= Material provided =

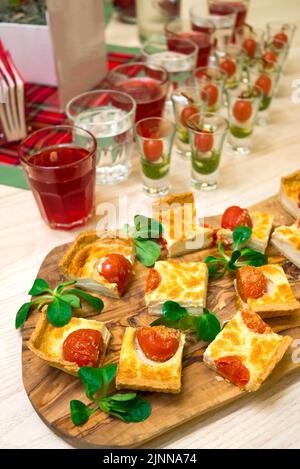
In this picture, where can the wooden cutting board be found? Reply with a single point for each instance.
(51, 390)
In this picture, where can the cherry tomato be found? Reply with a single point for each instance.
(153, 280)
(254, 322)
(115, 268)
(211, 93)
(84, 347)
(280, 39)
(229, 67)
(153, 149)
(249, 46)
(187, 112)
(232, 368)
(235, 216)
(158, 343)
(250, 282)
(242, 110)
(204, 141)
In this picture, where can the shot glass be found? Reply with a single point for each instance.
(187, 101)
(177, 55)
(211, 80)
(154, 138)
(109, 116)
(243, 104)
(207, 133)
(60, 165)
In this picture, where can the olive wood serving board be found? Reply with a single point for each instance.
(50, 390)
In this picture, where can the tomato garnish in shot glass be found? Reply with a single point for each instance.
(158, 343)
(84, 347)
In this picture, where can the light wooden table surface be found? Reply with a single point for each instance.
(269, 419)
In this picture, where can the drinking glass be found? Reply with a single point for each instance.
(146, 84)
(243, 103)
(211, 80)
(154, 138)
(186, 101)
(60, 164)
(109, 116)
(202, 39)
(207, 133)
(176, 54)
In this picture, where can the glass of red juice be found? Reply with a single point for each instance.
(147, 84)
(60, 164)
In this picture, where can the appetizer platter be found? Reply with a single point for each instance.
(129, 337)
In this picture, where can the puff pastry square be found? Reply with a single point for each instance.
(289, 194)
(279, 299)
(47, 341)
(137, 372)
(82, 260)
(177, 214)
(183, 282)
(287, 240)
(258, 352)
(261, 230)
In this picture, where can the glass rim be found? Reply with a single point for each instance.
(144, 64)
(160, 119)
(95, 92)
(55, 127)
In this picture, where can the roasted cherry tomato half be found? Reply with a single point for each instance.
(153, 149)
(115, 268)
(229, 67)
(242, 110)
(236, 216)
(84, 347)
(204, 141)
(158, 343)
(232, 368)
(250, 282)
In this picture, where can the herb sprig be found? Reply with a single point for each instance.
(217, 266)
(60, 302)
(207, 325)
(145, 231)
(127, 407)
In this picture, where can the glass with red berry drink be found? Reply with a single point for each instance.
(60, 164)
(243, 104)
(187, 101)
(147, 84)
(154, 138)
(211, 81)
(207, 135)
==
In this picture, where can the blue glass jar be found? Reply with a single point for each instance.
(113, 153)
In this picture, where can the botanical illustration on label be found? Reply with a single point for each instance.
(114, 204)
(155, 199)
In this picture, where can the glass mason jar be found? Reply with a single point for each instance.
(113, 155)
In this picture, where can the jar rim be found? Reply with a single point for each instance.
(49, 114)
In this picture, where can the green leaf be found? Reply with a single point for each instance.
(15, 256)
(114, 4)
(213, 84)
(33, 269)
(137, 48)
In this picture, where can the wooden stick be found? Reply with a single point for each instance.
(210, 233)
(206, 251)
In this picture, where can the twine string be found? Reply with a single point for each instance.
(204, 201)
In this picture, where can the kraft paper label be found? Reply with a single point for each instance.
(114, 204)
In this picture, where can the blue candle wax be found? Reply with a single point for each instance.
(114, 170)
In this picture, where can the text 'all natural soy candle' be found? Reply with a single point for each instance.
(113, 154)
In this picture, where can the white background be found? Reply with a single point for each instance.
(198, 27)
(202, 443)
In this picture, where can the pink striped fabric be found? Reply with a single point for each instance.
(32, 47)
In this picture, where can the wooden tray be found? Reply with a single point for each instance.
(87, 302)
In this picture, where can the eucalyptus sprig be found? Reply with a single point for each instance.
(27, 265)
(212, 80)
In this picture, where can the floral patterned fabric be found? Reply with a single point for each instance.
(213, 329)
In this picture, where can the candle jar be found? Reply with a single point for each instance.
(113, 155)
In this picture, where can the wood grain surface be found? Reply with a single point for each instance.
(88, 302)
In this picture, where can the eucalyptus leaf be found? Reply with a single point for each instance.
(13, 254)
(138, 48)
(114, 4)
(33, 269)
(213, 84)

= Task prompt =
How many lines of the material contain the string "shot"? Reply with the number alone.

= Expected output =
2